After three decades of record low prices and affordability, Australia’s top-selling cars are on the brink of becoming more expensive.
Car companies are warning dealers they can no longer absorb the cost of unfavourable exchange rates.
They have been told prices of popular models could rise by between $500 and $1000 – and discounts will be not as generous as they have been in the recent past.
Over the past two years, the value of the Australian dollar has dropped by more than 18 per cent compared to the Thai Baht and by more than 15 per cent versus the Japanese Yen.
Australia’s two largest sources of new motor vehicles are Japan (31.4 per cent of all sales last year) and Thailand (25.5 per cent) ahead of South Korea (14.1 per cent), and Europe (12.3 per cent).
Although they wear Japanese and US badges, most utes sold in Australia – including the Toyota HiLux and Ford Ranger, the nation's two top-selling vehicles outright for the past three years in a row – are made in Thailand.
The next most popular categories of vehicles – small cars and SUVs that include popular models such as the Toyota Corolla and Mazda 3 hatchbacks, and Mazda CX-5, Mitsubishi ASX, Subaru Forester, Honda CR-V and Toyota RAV4 soft-roaders – are predominantly made in Japan or Thailand, meaning they too are likely to be hit with price rises at some point this year.
Most car companies buy foreign currency up to 12 months in advance to avoid exchange rate fluctuations, but they are now reaching the end of their access to “hedged” funds, which locks in exchange rates over a set period.
It means the cost of cars made in Japan or Thailand will likely be cheapest from January to March, before prices start to climb as 2020-built models begin to arrive.
Dealers from multiple mainstream brands have been told prices will likely rise after the end of the Japanese financial year – March – which is historically the second biggest month of the year for new-car sales behind June.
Popular Korean brands Hyundai and Kia are expected to remain largely unaffected, given the Australian dollar has only dipped by 6 per cent to the South Korean Won over the past two years.
The Australian dollar has also taken a big dive against the US dollar (down by 15 per cent over the past two years), however only 3.9 per cent of new cars sold locally last year were sourced from North America.

» WRITTEN EXERCISE 1
Output the passage of the article on Australian car prices that opens with the words containing "Most car companies" and closes with "a set period.", copying it word for word.
The entries that follow have no connection to the article on Australian car prices.

» DATASET ENTRIES
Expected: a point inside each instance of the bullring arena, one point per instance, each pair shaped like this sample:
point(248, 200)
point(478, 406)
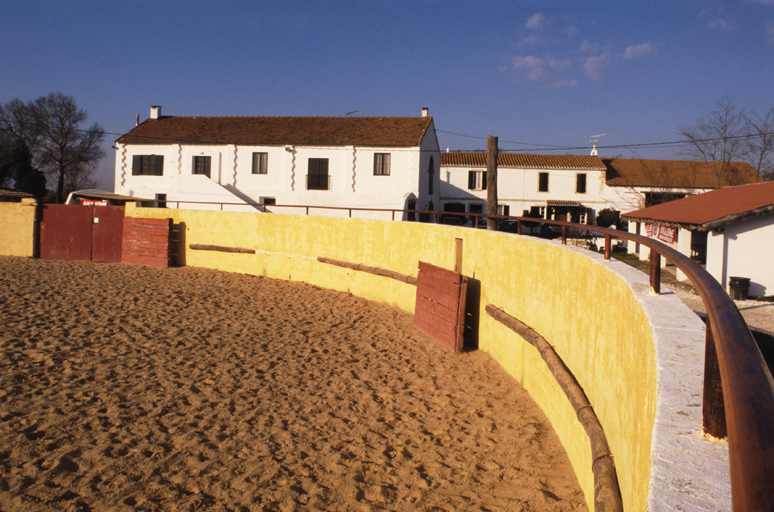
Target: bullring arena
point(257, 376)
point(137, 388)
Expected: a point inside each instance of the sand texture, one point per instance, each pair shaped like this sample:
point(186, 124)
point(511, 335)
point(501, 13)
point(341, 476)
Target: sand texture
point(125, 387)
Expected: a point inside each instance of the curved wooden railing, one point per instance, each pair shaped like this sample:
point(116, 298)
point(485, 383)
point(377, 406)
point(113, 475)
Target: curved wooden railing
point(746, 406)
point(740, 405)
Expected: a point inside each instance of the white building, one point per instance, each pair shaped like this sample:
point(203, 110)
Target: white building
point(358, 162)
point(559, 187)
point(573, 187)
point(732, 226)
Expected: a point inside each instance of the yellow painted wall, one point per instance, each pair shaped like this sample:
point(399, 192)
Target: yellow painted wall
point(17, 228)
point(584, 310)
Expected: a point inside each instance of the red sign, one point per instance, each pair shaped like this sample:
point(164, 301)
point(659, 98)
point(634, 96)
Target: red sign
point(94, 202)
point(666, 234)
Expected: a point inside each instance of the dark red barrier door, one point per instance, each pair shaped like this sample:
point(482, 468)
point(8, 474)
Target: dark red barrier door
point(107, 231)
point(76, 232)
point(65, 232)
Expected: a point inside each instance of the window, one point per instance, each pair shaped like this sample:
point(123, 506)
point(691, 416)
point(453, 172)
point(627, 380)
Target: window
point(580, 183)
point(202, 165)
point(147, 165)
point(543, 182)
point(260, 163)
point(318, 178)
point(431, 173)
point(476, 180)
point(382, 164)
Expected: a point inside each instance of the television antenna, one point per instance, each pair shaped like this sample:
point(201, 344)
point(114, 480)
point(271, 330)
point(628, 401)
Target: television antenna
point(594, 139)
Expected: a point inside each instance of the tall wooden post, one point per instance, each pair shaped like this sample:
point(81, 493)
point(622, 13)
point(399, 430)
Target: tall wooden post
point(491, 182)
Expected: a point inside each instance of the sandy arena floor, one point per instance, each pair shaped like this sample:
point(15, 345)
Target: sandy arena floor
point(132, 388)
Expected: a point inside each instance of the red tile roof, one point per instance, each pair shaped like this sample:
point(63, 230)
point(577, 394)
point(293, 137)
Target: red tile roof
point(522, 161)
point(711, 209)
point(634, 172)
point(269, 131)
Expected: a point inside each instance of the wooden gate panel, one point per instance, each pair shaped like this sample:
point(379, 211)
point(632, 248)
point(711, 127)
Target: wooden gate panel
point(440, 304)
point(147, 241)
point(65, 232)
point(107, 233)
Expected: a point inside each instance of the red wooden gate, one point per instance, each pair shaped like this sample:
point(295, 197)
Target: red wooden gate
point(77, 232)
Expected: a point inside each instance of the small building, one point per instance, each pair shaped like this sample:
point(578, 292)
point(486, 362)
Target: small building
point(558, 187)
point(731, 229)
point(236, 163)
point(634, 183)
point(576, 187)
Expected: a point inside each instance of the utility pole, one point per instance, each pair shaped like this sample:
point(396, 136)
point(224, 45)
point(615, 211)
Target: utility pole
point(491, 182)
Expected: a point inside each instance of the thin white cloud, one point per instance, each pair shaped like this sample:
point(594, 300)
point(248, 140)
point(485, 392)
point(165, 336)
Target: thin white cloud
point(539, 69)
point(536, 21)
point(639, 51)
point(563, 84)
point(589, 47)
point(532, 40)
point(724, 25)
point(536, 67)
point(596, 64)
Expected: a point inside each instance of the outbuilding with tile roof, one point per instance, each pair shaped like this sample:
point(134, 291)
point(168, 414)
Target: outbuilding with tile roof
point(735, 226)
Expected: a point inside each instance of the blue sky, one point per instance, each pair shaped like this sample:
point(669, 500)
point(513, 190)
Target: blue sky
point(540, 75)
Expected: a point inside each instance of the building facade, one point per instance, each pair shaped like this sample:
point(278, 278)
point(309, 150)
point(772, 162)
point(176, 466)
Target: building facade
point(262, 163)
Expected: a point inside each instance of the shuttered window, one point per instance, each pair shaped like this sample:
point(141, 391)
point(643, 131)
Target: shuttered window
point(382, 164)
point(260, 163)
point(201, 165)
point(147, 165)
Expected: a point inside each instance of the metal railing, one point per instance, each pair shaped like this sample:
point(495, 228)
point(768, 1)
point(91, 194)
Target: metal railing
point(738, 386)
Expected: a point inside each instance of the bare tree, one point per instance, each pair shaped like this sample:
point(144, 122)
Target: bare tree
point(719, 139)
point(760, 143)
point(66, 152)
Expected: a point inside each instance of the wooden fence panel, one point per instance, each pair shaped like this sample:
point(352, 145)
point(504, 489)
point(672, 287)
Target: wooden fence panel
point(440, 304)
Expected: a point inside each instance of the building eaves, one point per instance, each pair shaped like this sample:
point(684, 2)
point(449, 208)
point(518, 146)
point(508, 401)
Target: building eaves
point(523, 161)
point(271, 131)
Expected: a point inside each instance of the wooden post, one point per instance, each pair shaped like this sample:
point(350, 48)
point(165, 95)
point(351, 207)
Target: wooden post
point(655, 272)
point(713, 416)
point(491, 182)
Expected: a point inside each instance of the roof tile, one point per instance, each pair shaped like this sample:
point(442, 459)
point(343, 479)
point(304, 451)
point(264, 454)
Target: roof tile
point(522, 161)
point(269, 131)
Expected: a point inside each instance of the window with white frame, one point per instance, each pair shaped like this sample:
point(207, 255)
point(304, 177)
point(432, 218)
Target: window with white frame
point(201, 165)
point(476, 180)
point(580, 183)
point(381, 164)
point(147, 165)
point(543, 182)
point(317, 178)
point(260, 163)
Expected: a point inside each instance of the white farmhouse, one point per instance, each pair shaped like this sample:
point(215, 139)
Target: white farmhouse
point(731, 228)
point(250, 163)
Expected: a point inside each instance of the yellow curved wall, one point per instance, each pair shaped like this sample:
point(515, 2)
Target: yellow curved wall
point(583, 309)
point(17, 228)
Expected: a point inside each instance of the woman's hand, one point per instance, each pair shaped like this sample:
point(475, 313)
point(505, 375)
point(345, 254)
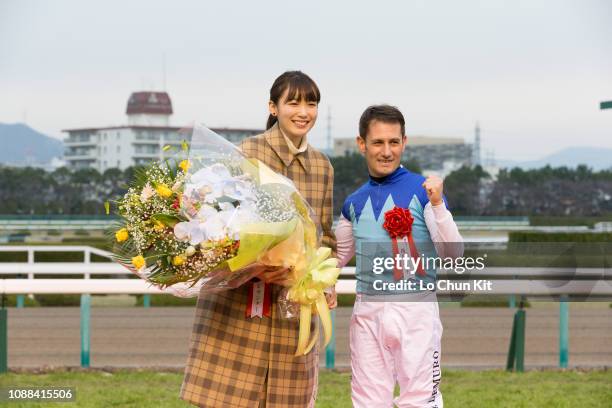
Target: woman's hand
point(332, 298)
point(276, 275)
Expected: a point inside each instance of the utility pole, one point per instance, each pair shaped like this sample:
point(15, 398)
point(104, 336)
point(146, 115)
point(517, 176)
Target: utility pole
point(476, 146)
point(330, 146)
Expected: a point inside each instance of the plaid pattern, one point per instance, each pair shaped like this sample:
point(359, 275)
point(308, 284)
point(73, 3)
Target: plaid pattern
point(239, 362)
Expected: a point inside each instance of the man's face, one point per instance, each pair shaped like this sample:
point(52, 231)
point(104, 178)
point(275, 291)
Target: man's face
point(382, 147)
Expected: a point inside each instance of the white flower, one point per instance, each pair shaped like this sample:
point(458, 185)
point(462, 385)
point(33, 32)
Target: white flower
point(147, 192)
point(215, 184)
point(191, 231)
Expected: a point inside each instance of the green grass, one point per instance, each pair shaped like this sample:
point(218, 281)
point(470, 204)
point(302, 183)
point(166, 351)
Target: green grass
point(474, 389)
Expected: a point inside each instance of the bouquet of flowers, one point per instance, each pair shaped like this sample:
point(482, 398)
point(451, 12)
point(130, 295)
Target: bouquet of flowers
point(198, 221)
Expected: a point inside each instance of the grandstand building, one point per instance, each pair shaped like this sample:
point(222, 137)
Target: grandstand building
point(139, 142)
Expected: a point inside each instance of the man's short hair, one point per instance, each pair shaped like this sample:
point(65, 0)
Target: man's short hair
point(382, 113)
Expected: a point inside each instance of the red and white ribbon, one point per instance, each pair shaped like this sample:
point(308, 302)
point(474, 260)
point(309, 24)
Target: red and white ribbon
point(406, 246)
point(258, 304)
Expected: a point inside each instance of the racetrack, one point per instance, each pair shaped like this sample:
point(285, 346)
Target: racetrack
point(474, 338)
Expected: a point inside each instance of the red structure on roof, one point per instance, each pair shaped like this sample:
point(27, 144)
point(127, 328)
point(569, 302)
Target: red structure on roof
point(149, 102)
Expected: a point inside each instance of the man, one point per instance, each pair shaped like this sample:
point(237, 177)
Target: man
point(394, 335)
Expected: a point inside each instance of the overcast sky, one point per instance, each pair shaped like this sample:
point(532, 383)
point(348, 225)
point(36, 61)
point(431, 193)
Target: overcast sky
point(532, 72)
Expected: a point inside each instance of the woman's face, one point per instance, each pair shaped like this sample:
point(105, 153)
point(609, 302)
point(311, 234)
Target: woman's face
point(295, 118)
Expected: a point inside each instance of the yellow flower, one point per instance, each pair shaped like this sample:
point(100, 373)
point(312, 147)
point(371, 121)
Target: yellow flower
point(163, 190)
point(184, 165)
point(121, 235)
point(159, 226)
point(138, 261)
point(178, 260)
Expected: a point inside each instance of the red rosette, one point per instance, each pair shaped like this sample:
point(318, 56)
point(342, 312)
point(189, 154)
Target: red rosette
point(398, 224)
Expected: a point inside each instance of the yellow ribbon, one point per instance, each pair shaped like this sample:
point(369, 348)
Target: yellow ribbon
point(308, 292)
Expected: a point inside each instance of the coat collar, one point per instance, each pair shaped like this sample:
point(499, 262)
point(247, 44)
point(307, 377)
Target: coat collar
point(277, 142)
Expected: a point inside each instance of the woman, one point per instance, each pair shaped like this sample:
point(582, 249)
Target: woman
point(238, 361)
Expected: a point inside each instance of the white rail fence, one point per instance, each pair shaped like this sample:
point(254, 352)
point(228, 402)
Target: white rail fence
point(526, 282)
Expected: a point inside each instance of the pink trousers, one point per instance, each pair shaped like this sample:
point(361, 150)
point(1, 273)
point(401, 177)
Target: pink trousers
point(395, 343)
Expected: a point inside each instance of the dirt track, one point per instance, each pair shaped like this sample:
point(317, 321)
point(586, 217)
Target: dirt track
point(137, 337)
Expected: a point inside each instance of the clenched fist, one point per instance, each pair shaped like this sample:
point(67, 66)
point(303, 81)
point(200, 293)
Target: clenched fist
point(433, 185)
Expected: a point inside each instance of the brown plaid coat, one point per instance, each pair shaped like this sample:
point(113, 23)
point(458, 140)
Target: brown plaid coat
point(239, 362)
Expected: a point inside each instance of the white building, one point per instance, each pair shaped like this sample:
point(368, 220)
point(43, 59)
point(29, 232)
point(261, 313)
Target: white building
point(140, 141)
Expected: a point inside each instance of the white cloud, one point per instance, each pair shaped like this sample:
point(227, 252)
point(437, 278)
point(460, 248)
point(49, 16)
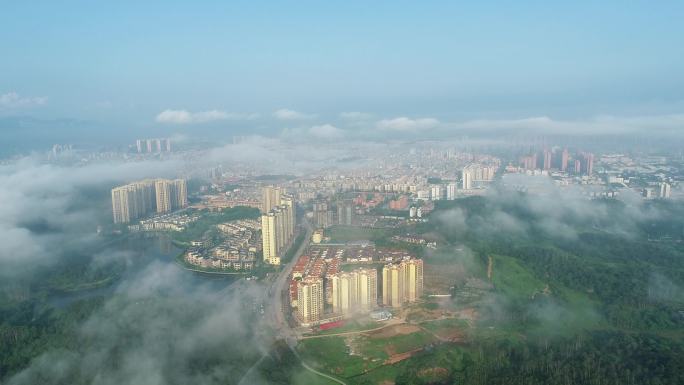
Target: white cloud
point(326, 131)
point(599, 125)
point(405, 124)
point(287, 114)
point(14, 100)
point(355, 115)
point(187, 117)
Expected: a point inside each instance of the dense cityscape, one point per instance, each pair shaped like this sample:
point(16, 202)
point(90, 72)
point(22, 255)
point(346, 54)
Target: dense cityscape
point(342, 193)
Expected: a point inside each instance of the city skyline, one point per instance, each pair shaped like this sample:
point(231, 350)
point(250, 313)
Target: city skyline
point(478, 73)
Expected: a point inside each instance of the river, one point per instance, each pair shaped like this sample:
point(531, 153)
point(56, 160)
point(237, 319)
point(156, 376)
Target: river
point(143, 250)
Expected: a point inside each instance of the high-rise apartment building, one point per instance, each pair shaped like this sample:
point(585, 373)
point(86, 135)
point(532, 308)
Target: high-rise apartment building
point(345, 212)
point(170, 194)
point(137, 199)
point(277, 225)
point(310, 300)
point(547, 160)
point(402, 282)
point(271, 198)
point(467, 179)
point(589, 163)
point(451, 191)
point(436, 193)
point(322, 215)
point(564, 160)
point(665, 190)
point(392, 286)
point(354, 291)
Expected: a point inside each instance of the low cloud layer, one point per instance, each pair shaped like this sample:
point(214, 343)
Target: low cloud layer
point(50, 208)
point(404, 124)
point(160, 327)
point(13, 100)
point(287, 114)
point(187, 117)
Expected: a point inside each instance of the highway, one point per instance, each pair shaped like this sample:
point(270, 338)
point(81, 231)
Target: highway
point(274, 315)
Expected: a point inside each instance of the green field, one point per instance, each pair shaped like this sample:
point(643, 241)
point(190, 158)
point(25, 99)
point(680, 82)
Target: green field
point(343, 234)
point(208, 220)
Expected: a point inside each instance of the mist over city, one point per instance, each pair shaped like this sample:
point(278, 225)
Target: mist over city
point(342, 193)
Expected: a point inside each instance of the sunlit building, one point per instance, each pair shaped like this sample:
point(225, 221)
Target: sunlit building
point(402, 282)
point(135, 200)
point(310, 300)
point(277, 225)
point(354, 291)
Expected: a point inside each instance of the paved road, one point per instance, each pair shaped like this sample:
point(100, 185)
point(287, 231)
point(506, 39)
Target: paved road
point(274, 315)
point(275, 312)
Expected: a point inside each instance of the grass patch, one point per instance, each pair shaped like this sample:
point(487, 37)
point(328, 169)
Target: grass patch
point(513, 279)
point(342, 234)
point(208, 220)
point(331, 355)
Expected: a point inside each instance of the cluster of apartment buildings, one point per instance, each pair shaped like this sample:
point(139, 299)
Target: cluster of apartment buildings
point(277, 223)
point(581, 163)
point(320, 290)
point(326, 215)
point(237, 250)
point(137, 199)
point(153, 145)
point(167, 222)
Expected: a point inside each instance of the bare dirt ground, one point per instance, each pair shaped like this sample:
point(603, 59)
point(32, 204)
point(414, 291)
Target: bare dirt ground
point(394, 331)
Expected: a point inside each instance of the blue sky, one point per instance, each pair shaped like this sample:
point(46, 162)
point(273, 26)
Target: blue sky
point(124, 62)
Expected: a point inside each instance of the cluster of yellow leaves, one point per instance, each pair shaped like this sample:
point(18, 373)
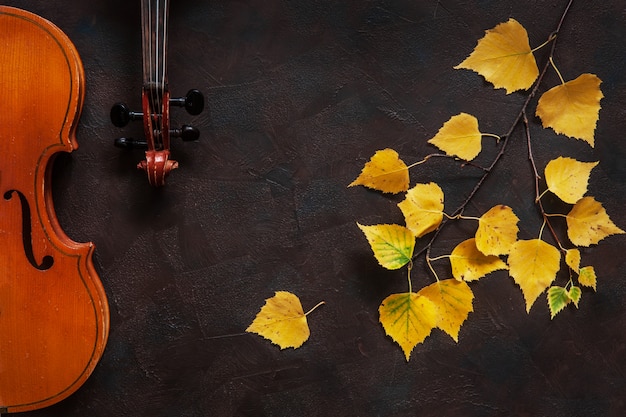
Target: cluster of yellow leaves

» WRITTEN EXERCISE 2
Express the lines of the entries from the line containing "Expected: a point inside each instance of the woman, one" through the line containing "point(238, 361)", both included, as a numbered list, leaving out any blank lines.

» CORRECT ANSWER 1
Most car companies buy foreign currency up to 12 months in advance to avoid exchange rate fluctuations, but they are now reaching the end of their access to “hedged” funds, which locks in exchange rates over a set period.

» CORRECT ANSWER 2
1. Expected: a point inside each instance of the woman, one point per instance, each pair shaped like this sample:
2. point(582, 249)
3. Target: woman
4. point(238, 361)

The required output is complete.